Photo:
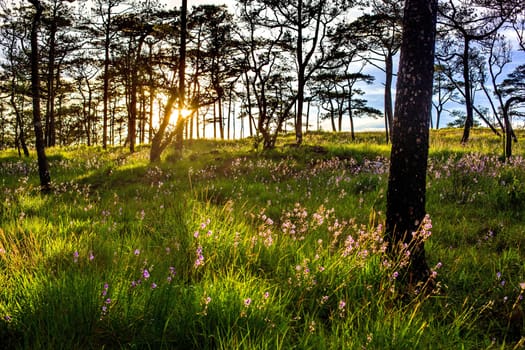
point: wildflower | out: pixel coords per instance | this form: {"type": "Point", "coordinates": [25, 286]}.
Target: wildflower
{"type": "Point", "coordinates": [200, 258]}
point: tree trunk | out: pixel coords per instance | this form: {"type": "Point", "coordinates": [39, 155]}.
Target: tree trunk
{"type": "Point", "coordinates": [43, 166]}
{"type": "Point", "coordinates": [469, 122]}
{"type": "Point", "coordinates": [179, 127]}
{"type": "Point", "coordinates": [389, 72]}
{"type": "Point", "coordinates": [409, 156]}
{"type": "Point", "coordinates": [50, 106]}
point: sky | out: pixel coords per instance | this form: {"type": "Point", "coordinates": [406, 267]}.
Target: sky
{"type": "Point", "coordinates": [374, 93]}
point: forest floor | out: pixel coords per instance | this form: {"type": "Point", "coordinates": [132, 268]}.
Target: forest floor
{"type": "Point", "coordinates": [235, 248]}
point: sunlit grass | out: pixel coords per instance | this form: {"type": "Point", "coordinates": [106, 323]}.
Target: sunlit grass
{"type": "Point", "coordinates": [236, 248]}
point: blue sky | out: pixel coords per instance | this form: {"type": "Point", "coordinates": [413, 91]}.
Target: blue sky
{"type": "Point", "coordinates": [375, 92]}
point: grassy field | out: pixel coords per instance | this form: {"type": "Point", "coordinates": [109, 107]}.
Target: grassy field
{"type": "Point", "coordinates": [232, 248]}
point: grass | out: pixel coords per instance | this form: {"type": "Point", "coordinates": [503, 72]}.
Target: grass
{"type": "Point", "coordinates": [231, 248]}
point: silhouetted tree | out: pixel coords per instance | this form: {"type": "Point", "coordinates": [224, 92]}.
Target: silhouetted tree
{"type": "Point", "coordinates": [43, 166]}
{"type": "Point", "coordinates": [408, 160]}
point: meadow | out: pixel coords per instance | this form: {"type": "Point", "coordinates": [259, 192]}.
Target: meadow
{"type": "Point", "coordinates": [235, 248]}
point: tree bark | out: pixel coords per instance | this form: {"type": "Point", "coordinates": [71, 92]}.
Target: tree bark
{"type": "Point", "coordinates": [179, 127]}
{"type": "Point", "coordinates": [409, 156]}
{"type": "Point", "coordinates": [43, 166]}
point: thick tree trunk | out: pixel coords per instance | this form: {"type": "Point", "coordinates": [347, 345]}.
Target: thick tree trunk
{"type": "Point", "coordinates": [409, 156]}
{"type": "Point", "coordinates": [43, 166]}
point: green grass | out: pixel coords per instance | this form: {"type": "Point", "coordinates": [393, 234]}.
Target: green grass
{"type": "Point", "coordinates": [234, 248]}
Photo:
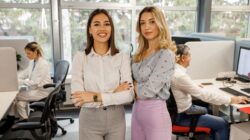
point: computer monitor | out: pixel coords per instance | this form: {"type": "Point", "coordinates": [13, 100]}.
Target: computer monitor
{"type": "Point", "coordinates": [183, 40]}
{"type": "Point", "coordinates": [243, 67]}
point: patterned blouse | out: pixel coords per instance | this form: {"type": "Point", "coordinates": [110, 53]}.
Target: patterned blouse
{"type": "Point", "coordinates": [153, 75]}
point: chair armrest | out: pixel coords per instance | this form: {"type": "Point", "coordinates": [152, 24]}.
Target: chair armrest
{"type": "Point", "coordinates": [26, 126]}
{"type": "Point", "coordinates": [49, 85]}
{"type": "Point", "coordinates": [37, 105]}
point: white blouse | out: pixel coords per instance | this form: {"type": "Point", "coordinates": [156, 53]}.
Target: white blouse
{"type": "Point", "coordinates": [102, 74]}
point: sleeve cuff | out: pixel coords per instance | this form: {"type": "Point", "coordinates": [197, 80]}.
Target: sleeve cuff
{"type": "Point", "coordinates": [106, 99]}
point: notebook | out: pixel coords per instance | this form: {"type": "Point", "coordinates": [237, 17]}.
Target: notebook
{"type": "Point", "coordinates": [8, 70]}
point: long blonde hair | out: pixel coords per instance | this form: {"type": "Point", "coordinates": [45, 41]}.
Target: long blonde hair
{"type": "Point", "coordinates": [164, 36]}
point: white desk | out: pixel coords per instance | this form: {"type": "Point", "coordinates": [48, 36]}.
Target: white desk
{"type": "Point", "coordinates": [6, 99]}
{"type": "Point", "coordinates": [218, 84]}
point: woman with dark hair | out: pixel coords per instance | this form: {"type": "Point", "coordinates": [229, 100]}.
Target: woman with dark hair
{"type": "Point", "coordinates": [184, 88]}
{"type": "Point", "coordinates": [153, 66]}
{"type": "Point", "coordinates": [33, 77]}
{"type": "Point", "coordinates": [101, 82]}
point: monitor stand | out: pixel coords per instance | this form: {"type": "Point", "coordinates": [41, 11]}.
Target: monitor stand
{"type": "Point", "coordinates": [241, 79]}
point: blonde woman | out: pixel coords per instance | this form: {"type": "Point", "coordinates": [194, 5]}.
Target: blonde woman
{"type": "Point", "coordinates": [153, 67]}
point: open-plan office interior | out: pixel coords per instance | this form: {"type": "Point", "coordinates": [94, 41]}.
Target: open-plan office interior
{"type": "Point", "coordinates": [216, 31]}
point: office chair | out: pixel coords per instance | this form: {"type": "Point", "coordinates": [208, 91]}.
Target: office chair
{"type": "Point", "coordinates": [189, 131]}
{"type": "Point", "coordinates": [42, 125]}
{"type": "Point", "coordinates": [60, 73]}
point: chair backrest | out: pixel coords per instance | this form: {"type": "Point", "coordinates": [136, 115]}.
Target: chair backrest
{"type": "Point", "coordinates": [48, 114]}
{"type": "Point", "coordinates": [61, 71]}
{"type": "Point", "coordinates": [172, 107]}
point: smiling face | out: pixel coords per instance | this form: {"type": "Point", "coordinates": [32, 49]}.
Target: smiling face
{"type": "Point", "coordinates": [100, 29]}
{"type": "Point", "coordinates": [148, 26]}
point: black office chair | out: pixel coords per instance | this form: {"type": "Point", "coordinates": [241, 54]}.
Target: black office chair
{"type": "Point", "coordinates": [188, 131]}
{"type": "Point", "coordinates": [60, 73]}
{"type": "Point", "coordinates": [42, 125]}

* [DIRECTIVE]:
Swap "pixel coords" for "pixel coordinates" throughout the data above and reproduce it with nothing else changed. Leave the pictures out.

* [ANSWER]:
Photo:
point: wildflower | out: pixel coordinates per instance | this form: {"type": "Point", "coordinates": [25, 286]}.
Target: wildflower
{"type": "Point", "coordinates": [200, 258]}
point: tree trunk | out: pixel coordinates per instance | this form: {"type": "Point", "coordinates": [39, 155]}.
Target: tree trunk
{"type": "Point", "coordinates": [43, 166]}
{"type": "Point", "coordinates": [469, 122]}
{"type": "Point", "coordinates": [179, 127]}
{"type": "Point", "coordinates": [389, 72]}
{"type": "Point", "coordinates": [409, 156]}
{"type": "Point", "coordinates": [50, 106]}
point: sky | out: pixel coordinates per instance | this form: {"type": "Point", "coordinates": [406, 267]}.
Target: sky
{"type": "Point", "coordinates": [374, 93]}
point: forest floor | out: pixel coordinates per instance | this form: {"type": "Point", "coordinates": [132, 268]}.
Target: forest floor
{"type": "Point", "coordinates": [235, 248]}
point: sunlit grass | out: pixel coordinates per instance | this form: {"type": "Point", "coordinates": [106, 323]}.
Target: sunlit grass
{"type": "Point", "coordinates": [236, 248]}
point: blue sky | out: pixel coordinates per instance | this form: {"type": "Point", "coordinates": [413, 91]}.
Target: blue sky
{"type": "Point", "coordinates": [375, 92]}
point: grassy field | out: pixel coordinates per instance | this form: {"type": "Point", "coordinates": [109, 107]}.
Target: grassy field
{"type": "Point", "coordinates": [232, 248]}
point: grass | out: pixel coordinates per instance | this form: {"type": "Point", "coordinates": [503, 72]}.
Target: grass
{"type": "Point", "coordinates": [231, 248]}
point: silhouetted tree | out: pixel coordinates per instance | this form: {"type": "Point", "coordinates": [224, 92]}.
Target: silhouetted tree
{"type": "Point", "coordinates": [43, 166]}
{"type": "Point", "coordinates": [408, 160]}
point: meadow | out: pixel coordinates per instance | this form: {"type": "Point", "coordinates": [259, 192]}.
Target: meadow
{"type": "Point", "coordinates": [235, 248]}
point: tree bark | out: pixel coordinates per instance | this form: {"type": "Point", "coordinates": [71, 92]}.
Target: tree bark
{"type": "Point", "coordinates": [179, 127]}
{"type": "Point", "coordinates": [409, 156]}
{"type": "Point", "coordinates": [43, 166]}
point: thick tree trunk | out: pixel coordinates per instance | this form: {"type": "Point", "coordinates": [347, 345]}.
Target: thick tree trunk
{"type": "Point", "coordinates": [409, 156]}
{"type": "Point", "coordinates": [43, 166]}
point: green grass | out: pixel coordinates per instance | this form: {"type": "Point", "coordinates": [393, 234]}.
Target: green grass
{"type": "Point", "coordinates": [234, 248]}
Photo:
point: computer monitor | out: pixel coordinates per instance | this form: {"type": "Point", "coordinates": [13, 100]}.
Target: computer monitor
{"type": "Point", "coordinates": [183, 40]}
{"type": "Point", "coordinates": [243, 67]}
point: patterned blouse | out: pixel coordinates per instance | this form: {"type": "Point", "coordinates": [110, 53]}.
Target: patterned blouse
{"type": "Point", "coordinates": [153, 75]}
point: chair armrest | out: pixel coordinates per instance | this form: {"type": "Point", "coordinates": [152, 24]}.
Target: chair armrest
{"type": "Point", "coordinates": [26, 126]}
{"type": "Point", "coordinates": [49, 85]}
{"type": "Point", "coordinates": [37, 105]}
point: white blouse | out: pixel coordinates per instance | this form: {"type": "Point", "coordinates": [156, 53]}.
Target: white blouse
{"type": "Point", "coordinates": [102, 74]}
point: sleeve cuff | out: pixel coordinates per instance | this form: {"type": "Point", "coordinates": [197, 80]}.
Target: sleeve cuff
{"type": "Point", "coordinates": [106, 99]}
point: notebook | out: pixel coordinates per instance | this form: {"type": "Point", "coordinates": [237, 17]}.
Target: notebook
{"type": "Point", "coordinates": [8, 70]}
point: long blonde hair | out: pixel coordinates per instance | this form: {"type": "Point", "coordinates": [45, 41]}.
Target: long blonde hair
{"type": "Point", "coordinates": [164, 36]}
point: white desk | out: pixel coordinates per instance | this form: {"type": "Point", "coordinates": [48, 36]}.
Target: white desk
{"type": "Point", "coordinates": [6, 99]}
{"type": "Point", "coordinates": [218, 84]}
point: woman with dark hair | out: pixel coordinates per instance | this form: {"type": "Point", "coordinates": [229, 100]}.
Target: woman with dark hair
{"type": "Point", "coordinates": [184, 88]}
{"type": "Point", "coordinates": [153, 66]}
{"type": "Point", "coordinates": [33, 77]}
{"type": "Point", "coordinates": [101, 82]}
point: monitor stand | out: pixel coordinates per instance | this form: {"type": "Point", "coordinates": [41, 11]}.
Target: monitor stand
{"type": "Point", "coordinates": [241, 79]}
point: blonde woman | out: pixel coordinates per instance | this form: {"type": "Point", "coordinates": [194, 5]}.
Target: blonde woman
{"type": "Point", "coordinates": [153, 67]}
point: open-plan office interior | out: pixel coordinates per instance | this form: {"type": "Point", "coordinates": [94, 41]}.
Target: open-plan office interior
{"type": "Point", "coordinates": [216, 31]}
point: office chair | out: pixel coordinates per instance | this form: {"type": "Point", "coordinates": [208, 91]}.
Target: office chair
{"type": "Point", "coordinates": [189, 131]}
{"type": "Point", "coordinates": [42, 125]}
{"type": "Point", "coordinates": [60, 73]}
point: chair backrest | out: pixel coordinates per instance | this form: {"type": "Point", "coordinates": [136, 115]}.
Target: chair backrest
{"type": "Point", "coordinates": [48, 114]}
{"type": "Point", "coordinates": [61, 71]}
{"type": "Point", "coordinates": [172, 107]}
point: smiling face | out: pixel coordinates per instance | this form: {"type": "Point", "coordinates": [32, 49]}.
Target: smiling face
{"type": "Point", "coordinates": [100, 29]}
{"type": "Point", "coordinates": [148, 26]}
point: black office chair | out: pixel coordinates per instance | this form: {"type": "Point", "coordinates": [241, 54]}.
Target: black office chair
{"type": "Point", "coordinates": [188, 131]}
{"type": "Point", "coordinates": [60, 73]}
{"type": "Point", "coordinates": [42, 125]}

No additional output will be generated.